As January came to a close, and Solo: A Star Wars Story scheduled to arrive in May, fans were starting to get nervous that Disney and Lucasfilm hadn't done, well, any promotion for the film. Bar a few leaked images here and there, and director Ron Howard posting vague behind-the-scenes imagery on social media, marketing for the Anthology film was shockingly absent. Then the Super Bowl arrived, bringing the first footage form the movie followed the next day by the film's first trailer. Just that little bit of a glimpse at the movie inspired a sense of optimism as soon as it arrived and, more importantly, genuine excitement from the fanbase.
The trailer didn't give away too much, nor did it offer too little in teasing Han Solo's (Alden Ehrenreich) early days with Chewbacca and Lando Calrissian (Donald Glover). However, the question remains: Why did it take Disney so long to start marketing the film? The trailer had the right tone in terms of humor, intensity and action, so the studio should have been promoting it more, right?
Earlier rumors suggested the delay was due to Disney waiting for the hype of The Last Jedi to wear off, but considering we live in an age where studios are promoting films several installments down the line (Disney's already releasing trailers for the Marvel films to come after Black Panther, which doesn't open until later this week), many fans believed Solo should have been capitalizing on the critical and financial success of Rian Johnson's movie in order to increase its own buzz.
That said, there are actually a few reasons as to why the studio may have waited this long to put material out for scrutiny. The first thing that comes to mind is quality. Look no further than what Warner Bros. endured with Justice League. It was inconsistent in terms of tone, look and special effects, emphasizing the fact that in the end, it was a vision of two directors, Zack Snyder and Joss Whedon, that just didn't mesh. In the case of Solo, Disney may have been exercising caution so as to not make this same mistake after Phil Lord and Chris Miller were fired and Howard was brought on to finish the movie.
Star Wars has a very high standard to maintain so the franchise simply cannot afford to slip up like the prequel trilogy did. Given the praise the trailer's receiving, this patient approach appears to be paying dividends, as fans can tell that Howard's team has been working hard in post-production. An Academy Award winning director wouldn't want to tarnish his reputation by putting out an underwhelming and rushed Hollywood popcorn flick, after all.

Extracted entries:
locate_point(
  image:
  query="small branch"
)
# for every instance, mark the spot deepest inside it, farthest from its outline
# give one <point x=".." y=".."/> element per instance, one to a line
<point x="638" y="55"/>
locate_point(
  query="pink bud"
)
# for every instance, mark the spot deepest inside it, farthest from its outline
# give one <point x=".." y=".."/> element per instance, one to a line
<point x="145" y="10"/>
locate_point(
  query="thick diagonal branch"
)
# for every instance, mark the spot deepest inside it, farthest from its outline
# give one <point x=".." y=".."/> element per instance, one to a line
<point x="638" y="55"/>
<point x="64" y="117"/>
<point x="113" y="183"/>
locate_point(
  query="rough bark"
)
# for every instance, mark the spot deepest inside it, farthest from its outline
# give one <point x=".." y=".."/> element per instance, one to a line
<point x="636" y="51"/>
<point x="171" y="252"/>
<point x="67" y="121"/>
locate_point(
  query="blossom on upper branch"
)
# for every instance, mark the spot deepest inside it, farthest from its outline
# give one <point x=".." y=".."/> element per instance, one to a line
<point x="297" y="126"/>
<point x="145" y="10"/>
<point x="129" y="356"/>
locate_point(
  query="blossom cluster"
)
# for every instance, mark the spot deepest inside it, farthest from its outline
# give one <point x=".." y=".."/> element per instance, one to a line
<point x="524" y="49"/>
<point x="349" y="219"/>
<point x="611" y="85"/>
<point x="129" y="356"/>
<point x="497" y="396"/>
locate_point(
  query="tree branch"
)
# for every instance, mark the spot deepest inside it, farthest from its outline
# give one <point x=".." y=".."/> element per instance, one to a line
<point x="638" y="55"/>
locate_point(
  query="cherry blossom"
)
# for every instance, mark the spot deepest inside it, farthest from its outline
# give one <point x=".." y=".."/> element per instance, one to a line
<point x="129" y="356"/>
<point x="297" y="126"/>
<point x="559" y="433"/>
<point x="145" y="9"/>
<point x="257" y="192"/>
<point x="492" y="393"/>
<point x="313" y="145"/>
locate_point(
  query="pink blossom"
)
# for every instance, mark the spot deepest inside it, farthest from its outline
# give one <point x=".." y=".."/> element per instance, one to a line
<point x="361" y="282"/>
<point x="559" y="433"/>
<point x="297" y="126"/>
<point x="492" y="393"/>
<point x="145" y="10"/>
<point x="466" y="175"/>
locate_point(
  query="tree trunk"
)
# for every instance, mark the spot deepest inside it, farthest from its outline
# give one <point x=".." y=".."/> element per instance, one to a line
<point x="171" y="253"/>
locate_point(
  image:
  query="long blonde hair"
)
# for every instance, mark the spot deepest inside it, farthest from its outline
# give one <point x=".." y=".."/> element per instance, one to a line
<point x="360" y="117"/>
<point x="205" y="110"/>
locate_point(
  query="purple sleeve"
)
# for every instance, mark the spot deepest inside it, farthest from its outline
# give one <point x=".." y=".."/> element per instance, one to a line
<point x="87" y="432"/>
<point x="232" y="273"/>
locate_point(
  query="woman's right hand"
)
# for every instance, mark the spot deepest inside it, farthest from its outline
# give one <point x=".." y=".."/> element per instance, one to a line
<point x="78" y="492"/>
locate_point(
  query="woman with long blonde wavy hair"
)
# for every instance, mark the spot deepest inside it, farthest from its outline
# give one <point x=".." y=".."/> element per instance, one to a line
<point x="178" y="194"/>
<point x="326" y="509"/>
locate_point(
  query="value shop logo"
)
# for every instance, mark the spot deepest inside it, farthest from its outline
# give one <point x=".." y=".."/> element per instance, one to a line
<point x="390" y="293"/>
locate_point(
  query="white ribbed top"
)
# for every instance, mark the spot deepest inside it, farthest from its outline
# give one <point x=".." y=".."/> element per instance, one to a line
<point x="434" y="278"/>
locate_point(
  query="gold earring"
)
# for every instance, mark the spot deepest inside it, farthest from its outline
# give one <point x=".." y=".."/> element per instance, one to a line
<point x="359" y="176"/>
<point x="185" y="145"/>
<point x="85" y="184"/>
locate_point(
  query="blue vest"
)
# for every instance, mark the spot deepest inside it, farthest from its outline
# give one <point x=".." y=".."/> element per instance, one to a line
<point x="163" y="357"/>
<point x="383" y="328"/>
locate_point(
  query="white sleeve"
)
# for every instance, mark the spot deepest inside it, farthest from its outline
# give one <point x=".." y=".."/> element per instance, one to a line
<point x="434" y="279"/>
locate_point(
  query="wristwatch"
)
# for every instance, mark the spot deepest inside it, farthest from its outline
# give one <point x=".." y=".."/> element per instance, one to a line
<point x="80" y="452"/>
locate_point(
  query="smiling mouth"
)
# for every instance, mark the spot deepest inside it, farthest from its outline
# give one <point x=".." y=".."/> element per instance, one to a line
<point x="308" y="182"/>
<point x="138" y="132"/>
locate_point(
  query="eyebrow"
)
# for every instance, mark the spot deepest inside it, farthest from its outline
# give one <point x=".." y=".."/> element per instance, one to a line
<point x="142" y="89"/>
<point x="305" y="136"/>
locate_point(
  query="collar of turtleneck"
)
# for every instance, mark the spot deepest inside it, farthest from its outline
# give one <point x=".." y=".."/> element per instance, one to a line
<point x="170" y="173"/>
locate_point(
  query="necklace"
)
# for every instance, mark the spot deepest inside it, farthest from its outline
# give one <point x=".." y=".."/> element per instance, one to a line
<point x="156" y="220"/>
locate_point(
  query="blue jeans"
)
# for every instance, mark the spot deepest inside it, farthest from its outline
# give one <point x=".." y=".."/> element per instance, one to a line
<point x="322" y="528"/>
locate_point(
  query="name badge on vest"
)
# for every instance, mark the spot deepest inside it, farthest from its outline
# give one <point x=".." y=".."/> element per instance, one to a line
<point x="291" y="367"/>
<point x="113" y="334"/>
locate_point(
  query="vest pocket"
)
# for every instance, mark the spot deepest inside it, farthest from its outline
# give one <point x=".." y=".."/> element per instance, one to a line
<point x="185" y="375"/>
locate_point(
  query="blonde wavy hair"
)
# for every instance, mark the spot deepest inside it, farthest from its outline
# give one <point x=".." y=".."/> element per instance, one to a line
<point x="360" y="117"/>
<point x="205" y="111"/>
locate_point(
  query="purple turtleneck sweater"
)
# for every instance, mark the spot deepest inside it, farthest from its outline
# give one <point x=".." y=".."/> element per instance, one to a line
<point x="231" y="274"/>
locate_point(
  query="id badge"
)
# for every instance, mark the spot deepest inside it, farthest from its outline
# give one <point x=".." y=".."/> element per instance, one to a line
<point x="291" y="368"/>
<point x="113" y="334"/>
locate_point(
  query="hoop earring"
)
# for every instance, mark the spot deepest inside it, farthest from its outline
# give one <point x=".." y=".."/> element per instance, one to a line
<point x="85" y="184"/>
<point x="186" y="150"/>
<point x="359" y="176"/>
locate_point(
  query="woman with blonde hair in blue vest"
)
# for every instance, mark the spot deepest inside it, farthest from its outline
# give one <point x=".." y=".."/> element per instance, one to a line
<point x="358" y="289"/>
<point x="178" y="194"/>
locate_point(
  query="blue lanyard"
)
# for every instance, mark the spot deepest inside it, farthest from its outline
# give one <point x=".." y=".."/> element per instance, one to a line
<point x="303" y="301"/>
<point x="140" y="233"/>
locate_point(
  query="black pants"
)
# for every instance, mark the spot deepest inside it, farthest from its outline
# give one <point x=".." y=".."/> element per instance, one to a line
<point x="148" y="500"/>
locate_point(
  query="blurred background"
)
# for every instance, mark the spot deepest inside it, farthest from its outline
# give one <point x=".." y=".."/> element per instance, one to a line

Work instructions: Continue the article on the late marketing for Solo: A Star Wars Story, picking up after its last sentence.

Solved problem:
Another reason for holding back the marketing could be due to public relations. If Disney had put out Solo first-looks that fell flat, this could have riled fans who were already sympathizing with Lord and Miller as the indie filmmakers that got canned by the big Hollywood machine. When you fire such fresh, young blood and hire a big-name director, there is a chance that you might end up looking like a corporate monster, especially if you go on to then get the movie wrong.
Holding off on the promotional front like this would have taken unnecessary pressure off Howard and allowed him time to isolate himself and perfect the product. We must remember that Tony Gilroy came in to do reshoots and rewrites on Gareth Edwards' Rogue One just six months before it hit theaters in December 2016, and while this turned out to be a success, both fans and the studio were very apprehensive before it hit cinemas. All these things may well have driven Disney and Lucasfilm studio execs to play the waiting game until they got to a point where they had something they were confident in before placing it in the public spotlight.
Solo: A Star Wars Story will be released in theatres on May 25th. The film is directed by Ron Howard and stars Alden Ehrenreich as Han Solo, Emilia Clarke as Qi’ra, Donald Glover as Lando Calrissian, Woody Harrelson as Tobias Beckett and Joonas Suotomo as Chewbacca.